:: Challenge ::
Copy out the material word for word, from the line containing "Where can you see the rocky" through the end of the material, both ends included.
====== Dataset excerpts
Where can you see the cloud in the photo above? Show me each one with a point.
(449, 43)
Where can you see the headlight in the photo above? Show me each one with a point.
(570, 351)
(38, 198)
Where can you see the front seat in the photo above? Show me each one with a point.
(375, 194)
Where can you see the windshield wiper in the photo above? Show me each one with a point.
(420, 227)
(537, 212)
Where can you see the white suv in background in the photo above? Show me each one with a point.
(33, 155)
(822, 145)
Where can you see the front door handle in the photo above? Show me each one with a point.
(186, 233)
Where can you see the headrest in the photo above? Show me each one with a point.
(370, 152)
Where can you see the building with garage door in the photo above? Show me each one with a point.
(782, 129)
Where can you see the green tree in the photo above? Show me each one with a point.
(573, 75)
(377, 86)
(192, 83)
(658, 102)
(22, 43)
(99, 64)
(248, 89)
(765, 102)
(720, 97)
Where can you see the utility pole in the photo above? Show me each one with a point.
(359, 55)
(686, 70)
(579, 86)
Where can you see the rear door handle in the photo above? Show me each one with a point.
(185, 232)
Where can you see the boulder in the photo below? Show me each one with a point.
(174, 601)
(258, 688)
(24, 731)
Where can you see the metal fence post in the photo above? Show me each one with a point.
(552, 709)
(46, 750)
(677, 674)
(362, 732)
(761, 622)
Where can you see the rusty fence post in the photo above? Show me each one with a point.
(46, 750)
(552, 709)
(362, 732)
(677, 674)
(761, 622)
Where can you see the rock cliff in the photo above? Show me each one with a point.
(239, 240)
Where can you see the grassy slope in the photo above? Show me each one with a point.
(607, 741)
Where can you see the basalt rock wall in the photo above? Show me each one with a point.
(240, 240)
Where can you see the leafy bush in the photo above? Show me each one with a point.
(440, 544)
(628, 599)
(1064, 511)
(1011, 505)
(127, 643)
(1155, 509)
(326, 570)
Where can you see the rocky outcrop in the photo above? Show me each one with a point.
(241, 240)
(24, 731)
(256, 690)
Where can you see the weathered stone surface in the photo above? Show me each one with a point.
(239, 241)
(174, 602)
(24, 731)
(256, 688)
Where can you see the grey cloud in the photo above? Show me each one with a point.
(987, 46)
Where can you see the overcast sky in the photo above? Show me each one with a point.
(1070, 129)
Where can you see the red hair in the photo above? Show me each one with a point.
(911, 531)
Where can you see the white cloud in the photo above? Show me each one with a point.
============
:: Written answer ::
Where can you see the rocky outcrop in the photo above? Show me each one with a point.
(241, 240)
(24, 731)
(256, 690)
Where can you see the weathered stone surface in the photo above? Show me each one with a point.
(239, 241)
(174, 602)
(24, 731)
(256, 688)
Where can you see the grey cloud in the photo above? Show me each one with a point.
(987, 46)
Where can you see the overcast sky in the photo above? Show me each one with a point.
(1070, 129)
Where can you see the red hair in the photo above? Show me each one with a point.
(911, 531)
Where can you see the white cloud in the photo above? Show me each one with a point.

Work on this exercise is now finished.